[EXCERPTED TEXT]:
────────────────────

Anhui Normal University () is an institution of higher learning in Wuhu, Anhui Province, China.

Approved by the State Council in 1972, it was officially renamed Anhui Normal University, and the name was written by Guo Moruo.

Anhui Normal University is the only university in Wuhu to accept foreign students. The College of International Education () usually has over 150 foreign students of many different nationalities including Cuban, British, French, German, Egyptian, Korean, Vietnamese, Thai, Yemenese, Japanese, Russian, Pakistan etc.

Introduction
Anhui Normal University is the oldest institution of higher education in Anhui Province and also one of the national comprehensive universities established at early stage. The predecessor of the school was the Provincial Anhui University, which was founded in Anqing in 1928. It was renamed the National Anhui University in 1946, and it was moved to Wuhu in December 1949. Later, it went through several stages of school running, including Anhui Teachers College, Hefei Teachers College, Southern Anhui University, and Anhui Agricultural and Mechanical University. In 1972, with the approval of the State Council, it was officially named Anhui Normal University. In 2005, Wuhu Teachers College merged into Anhui Normal University.

────────────────────

Region annotation records:
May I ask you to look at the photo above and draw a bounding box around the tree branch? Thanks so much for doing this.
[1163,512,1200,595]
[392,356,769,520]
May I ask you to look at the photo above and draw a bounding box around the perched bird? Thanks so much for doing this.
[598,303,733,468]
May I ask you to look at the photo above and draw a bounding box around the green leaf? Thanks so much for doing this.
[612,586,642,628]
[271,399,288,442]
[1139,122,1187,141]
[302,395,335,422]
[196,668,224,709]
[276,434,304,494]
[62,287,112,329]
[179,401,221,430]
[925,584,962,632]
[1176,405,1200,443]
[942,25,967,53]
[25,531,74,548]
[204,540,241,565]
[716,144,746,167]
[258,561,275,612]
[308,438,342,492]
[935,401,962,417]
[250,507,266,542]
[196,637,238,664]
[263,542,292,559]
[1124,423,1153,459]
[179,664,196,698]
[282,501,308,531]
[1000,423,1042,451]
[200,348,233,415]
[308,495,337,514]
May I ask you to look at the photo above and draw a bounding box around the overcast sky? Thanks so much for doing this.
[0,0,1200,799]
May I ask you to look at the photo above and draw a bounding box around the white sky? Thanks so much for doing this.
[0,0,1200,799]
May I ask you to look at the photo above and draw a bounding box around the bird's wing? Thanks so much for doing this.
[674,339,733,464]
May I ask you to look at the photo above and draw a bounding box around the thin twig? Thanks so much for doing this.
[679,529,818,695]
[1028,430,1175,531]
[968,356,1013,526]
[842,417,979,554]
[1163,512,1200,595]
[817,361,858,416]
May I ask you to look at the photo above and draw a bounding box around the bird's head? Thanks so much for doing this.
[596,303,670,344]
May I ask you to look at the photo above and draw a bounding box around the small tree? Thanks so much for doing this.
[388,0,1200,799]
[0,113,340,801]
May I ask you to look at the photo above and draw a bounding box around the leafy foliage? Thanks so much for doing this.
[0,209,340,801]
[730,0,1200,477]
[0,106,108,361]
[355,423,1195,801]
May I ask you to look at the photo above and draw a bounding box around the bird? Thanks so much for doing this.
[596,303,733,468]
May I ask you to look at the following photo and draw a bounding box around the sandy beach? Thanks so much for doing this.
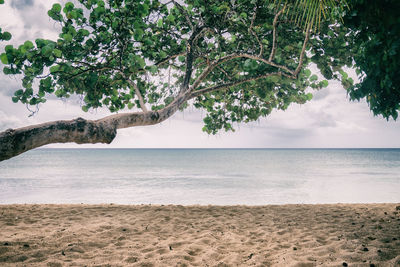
[0,204,400,266]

────────────────────

[WHAT IS BEING ASKED]: Reproduce the Anhui Normal University text word for word, in full.

[THE ANSWER]:
Anhui Normal University () is an institution of higher learning in Wuhu, Anhui Province, China.

Approved by the State Council in 1972, it was officially renamed Anhui Normal University, and the name was written by Guo Moruo.

Anhui Normal University is the only university in Wuhu to accept foreign students. The College of International Education () usually has over 150 foreign students of many different nationalities including Cuban, British, French, German, Egyptian, Korean, Vietnamese, Thai, Yemenese, Japanese, Russian, Pakistan etc.

Introduction
Anhui Normal University is the oldest institution of higher education in Anhui Province and also one of the national comprehensive universities established at early stage. The predecessor of the school was the Provincial Anhui University, which was founded in Anqing in 1928. It was renamed the National Anhui University in 1946, and it was moved to Wuhu in December 1949. Later, it went through several stages of school running, including Anhui Teachers College, Hefei Teachers College, Southern Anhui University, and Anhui Agricultural and Mechanical University. In 1972, with the approval of the State Council, it was officially named Anhui Normal University. In 2005, Wuhu Teachers College merged into Anhui Normal University.